--- Problem to solve ---
The line containing "Target: green leotard" marks the end; return exactly every line from the start of the records up to and including it, but no pictures.

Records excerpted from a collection
★ ★ ★

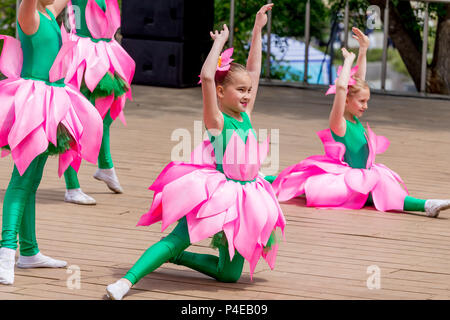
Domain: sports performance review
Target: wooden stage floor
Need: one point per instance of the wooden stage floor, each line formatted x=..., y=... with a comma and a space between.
x=328, y=254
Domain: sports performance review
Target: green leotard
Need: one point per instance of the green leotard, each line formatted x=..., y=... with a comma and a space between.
x=41, y=48
x=39, y=52
x=356, y=147
x=172, y=248
x=357, y=152
x=230, y=125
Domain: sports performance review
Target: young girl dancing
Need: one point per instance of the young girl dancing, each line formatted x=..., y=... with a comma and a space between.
x=347, y=175
x=222, y=195
x=38, y=118
x=103, y=71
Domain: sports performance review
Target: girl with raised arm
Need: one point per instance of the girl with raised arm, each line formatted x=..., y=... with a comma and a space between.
x=103, y=71
x=347, y=175
x=39, y=116
x=219, y=193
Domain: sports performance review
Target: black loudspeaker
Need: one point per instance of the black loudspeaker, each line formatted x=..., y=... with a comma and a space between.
x=168, y=39
x=170, y=20
x=165, y=63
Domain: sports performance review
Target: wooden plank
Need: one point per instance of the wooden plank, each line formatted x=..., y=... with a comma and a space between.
x=326, y=252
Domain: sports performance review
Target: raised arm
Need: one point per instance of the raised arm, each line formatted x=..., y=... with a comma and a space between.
x=364, y=42
x=28, y=16
x=337, y=120
x=255, y=54
x=212, y=116
x=57, y=7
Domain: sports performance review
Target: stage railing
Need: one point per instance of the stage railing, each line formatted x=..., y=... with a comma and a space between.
x=346, y=31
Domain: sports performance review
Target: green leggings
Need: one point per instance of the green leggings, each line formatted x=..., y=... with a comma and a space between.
x=104, y=157
x=19, y=208
x=171, y=249
x=410, y=203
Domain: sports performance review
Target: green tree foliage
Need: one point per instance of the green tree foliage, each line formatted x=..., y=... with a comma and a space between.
x=288, y=20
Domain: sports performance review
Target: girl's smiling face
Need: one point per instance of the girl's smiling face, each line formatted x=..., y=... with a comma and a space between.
x=236, y=94
x=356, y=104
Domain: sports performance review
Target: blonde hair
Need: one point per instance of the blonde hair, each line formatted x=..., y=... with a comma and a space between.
x=358, y=86
x=222, y=78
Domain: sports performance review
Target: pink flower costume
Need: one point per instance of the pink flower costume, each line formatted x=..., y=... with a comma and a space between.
x=211, y=197
x=328, y=181
x=100, y=68
x=39, y=116
x=97, y=53
x=33, y=110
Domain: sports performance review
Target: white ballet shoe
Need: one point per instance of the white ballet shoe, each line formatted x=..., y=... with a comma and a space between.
x=39, y=261
x=79, y=197
x=7, y=260
x=118, y=289
x=109, y=177
x=434, y=206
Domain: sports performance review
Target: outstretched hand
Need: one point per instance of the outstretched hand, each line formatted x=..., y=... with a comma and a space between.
x=362, y=39
x=261, y=16
x=222, y=35
x=348, y=55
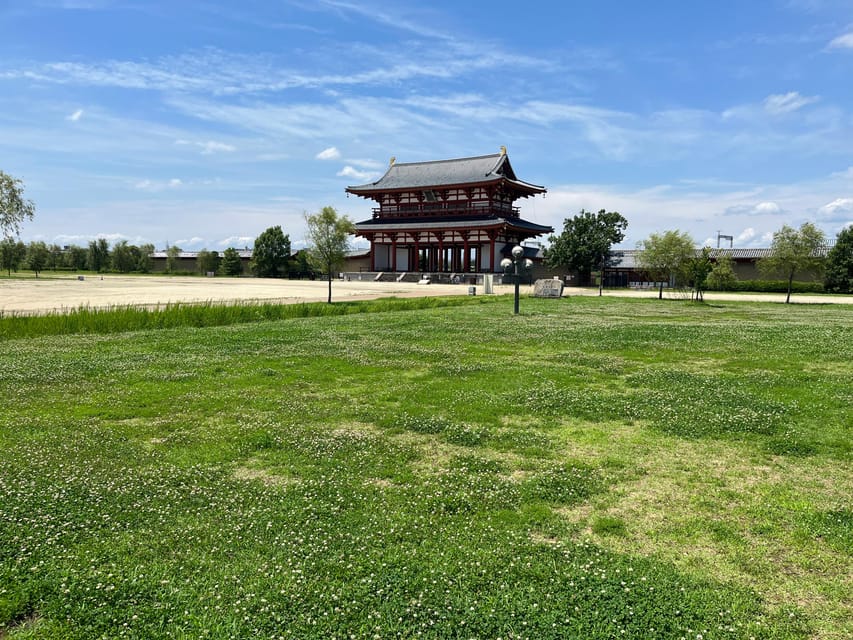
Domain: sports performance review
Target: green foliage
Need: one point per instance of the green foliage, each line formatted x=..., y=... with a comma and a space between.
x=207, y=261
x=772, y=286
x=338, y=473
x=271, y=253
x=584, y=244
x=12, y=254
x=231, y=264
x=722, y=276
x=666, y=257
x=794, y=251
x=699, y=266
x=98, y=256
x=14, y=208
x=37, y=256
x=328, y=237
x=123, y=258
x=839, y=263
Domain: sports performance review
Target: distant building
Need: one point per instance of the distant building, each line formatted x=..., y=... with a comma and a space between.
x=440, y=216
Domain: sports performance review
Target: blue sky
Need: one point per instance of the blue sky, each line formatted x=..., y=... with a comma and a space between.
x=202, y=123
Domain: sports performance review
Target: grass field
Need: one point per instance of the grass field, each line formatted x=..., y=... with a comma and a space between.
x=592, y=468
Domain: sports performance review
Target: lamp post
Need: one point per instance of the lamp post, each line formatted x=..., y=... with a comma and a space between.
x=515, y=262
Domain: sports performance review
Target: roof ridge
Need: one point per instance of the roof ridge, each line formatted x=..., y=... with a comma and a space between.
x=490, y=155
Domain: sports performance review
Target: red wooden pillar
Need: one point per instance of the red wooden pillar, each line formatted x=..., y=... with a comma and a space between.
x=466, y=258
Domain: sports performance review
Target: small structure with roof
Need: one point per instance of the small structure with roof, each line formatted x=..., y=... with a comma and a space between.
x=454, y=216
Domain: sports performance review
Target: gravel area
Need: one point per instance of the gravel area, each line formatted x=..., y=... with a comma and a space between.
x=47, y=294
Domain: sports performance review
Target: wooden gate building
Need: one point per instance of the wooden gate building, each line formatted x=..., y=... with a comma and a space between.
x=446, y=215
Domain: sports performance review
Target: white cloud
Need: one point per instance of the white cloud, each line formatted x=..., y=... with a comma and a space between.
x=351, y=172
x=745, y=236
x=838, y=210
x=211, y=146
x=331, y=153
x=767, y=208
x=238, y=242
x=842, y=42
x=158, y=185
x=208, y=147
x=778, y=104
x=186, y=243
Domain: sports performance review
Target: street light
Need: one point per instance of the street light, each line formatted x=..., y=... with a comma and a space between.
x=515, y=262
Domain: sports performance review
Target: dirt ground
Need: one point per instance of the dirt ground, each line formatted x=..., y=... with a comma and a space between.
x=47, y=294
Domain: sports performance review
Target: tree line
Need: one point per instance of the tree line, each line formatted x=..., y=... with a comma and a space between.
x=671, y=258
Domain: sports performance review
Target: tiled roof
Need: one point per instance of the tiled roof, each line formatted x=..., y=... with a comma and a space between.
x=437, y=173
x=452, y=222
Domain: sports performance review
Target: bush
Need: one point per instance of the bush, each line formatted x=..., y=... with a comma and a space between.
x=771, y=286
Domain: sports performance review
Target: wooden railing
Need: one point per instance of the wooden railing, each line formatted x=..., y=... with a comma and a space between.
x=420, y=209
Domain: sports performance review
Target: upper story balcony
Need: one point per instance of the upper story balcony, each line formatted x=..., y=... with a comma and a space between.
x=450, y=208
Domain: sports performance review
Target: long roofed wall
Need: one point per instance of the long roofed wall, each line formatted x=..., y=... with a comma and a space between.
x=446, y=215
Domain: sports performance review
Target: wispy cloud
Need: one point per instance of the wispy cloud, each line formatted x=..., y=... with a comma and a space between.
x=787, y=102
x=842, y=42
x=331, y=153
x=351, y=172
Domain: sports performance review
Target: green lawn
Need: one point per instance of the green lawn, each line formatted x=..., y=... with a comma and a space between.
x=592, y=468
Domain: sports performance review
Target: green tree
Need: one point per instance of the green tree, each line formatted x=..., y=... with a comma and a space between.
x=123, y=259
x=12, y=254
x=666, y=256
x=37, y=256
x=172, y=256
x=55, y=259
x=231, y=264
x=328, y=237
x=722, y=276
x=585, y=242
x=698, y=269
x=144, y=262
x=98, y=257
x=207, y=261
x=794, y=251
x=839, y=263
x=76, y=257
x=271, y=253
x=14, y=208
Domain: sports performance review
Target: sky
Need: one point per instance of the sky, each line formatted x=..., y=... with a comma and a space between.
x=200, y=123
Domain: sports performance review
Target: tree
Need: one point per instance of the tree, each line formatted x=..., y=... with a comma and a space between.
x=231, y=264
x=271, y=253
x=144, y=263
x=839, y=263
x=793, y=251
x=98, y=257
x=722, y=276
x=328, y=235
x=76, y=258
x=585, y=242
x=12, y=254
x=172, y=255
x=37, y=256
x=698, y=269
x=14, y=208
x=123, y=259
x=665, y=257
x=207, y=261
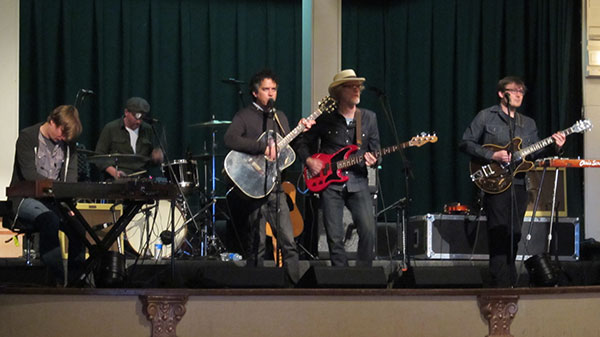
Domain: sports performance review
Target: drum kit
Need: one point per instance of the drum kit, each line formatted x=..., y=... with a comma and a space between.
x=151, y=227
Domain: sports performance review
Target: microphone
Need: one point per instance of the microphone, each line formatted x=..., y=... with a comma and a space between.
x=232, y=81
x=507, y=96
x=166, y=237
x=270, y=106
x=149, y=119
x=376, y=90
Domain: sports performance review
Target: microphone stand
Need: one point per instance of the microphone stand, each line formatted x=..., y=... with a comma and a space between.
x=513, y=199
x=408, y=174
x=272, y=113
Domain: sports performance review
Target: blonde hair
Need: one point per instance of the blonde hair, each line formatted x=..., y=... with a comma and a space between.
x=67, y=117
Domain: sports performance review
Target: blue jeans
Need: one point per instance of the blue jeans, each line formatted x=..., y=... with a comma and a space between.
x=360, y=205
x=264, y=210
x=44, y=217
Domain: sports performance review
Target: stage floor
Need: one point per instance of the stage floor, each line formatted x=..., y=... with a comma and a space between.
x=207, y=273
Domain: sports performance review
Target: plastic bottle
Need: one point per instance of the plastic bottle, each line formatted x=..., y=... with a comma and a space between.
x=231, y=257
x=158, y=251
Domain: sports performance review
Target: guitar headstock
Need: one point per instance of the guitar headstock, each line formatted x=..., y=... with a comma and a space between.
x=422, y=139
x=327, y=104
x=582, y=126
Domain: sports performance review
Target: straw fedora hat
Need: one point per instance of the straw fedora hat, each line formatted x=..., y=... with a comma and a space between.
x=344, y=76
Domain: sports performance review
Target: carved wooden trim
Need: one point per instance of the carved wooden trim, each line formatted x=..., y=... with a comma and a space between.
x=164, y=312
x=499, y=311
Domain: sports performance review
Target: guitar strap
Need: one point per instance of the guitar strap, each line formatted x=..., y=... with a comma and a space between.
x=358, y=127
x=280, y=127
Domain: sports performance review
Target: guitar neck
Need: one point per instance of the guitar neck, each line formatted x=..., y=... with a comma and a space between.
x=542, y=144
x=297, y=130
x=357, y=159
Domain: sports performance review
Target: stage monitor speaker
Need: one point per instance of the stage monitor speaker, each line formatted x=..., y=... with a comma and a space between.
x=440, y=277
x=228, y=275
x=96, y=214
x=343, y=277
x=534, y=178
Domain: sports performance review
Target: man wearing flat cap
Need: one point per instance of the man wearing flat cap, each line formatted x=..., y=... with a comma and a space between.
x=349, y=124
x=129, y=135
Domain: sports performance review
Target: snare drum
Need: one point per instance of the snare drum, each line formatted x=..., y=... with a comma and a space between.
x=144, y=231
x=185, y=172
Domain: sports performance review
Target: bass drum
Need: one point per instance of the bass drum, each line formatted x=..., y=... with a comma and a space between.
x=144, y=230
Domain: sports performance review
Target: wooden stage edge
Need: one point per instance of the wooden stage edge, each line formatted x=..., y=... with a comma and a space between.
x=299, y=292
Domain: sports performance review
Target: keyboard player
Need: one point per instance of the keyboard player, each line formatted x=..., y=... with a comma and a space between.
x=47, y=151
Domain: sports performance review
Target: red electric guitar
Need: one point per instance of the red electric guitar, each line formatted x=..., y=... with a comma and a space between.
x=333, y=164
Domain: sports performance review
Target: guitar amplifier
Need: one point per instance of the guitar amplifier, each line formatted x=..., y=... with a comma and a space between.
x=442, y=236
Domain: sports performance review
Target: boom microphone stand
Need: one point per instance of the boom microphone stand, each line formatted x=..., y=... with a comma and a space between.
x=408, y=174
x=513, y=199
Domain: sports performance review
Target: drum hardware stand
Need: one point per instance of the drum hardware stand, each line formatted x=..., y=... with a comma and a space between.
x=173, y=201
x=211, y=245
x=400, y=207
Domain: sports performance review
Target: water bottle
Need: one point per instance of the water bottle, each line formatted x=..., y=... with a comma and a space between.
x=231, y=257
x=235, y=257
x=158, y=251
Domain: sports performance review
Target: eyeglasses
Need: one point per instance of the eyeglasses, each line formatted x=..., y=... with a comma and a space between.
x=516, y=91
x=354, y=86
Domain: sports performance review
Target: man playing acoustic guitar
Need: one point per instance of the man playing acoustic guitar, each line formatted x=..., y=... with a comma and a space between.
x=335, y=131
x=244, y=136
x=492, y=126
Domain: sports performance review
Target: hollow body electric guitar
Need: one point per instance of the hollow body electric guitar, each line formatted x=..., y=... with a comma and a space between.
x=496, y=177
x=333, y=164
x=255, y=175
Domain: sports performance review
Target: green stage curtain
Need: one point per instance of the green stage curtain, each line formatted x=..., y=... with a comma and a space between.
x=438, y=62
x=174, y=53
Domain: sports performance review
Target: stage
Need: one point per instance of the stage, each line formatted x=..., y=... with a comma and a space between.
x=445, y=298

★ ★ ★

--- Exercise result ---
Domain: sports performance review
Target: wooden stage floor
Need: one point per instance of the wooden stage floor, each line formatted x=..., y=... with a comma and a space between.
x=328, y=254
Domain: sports performance review
Target: green leotard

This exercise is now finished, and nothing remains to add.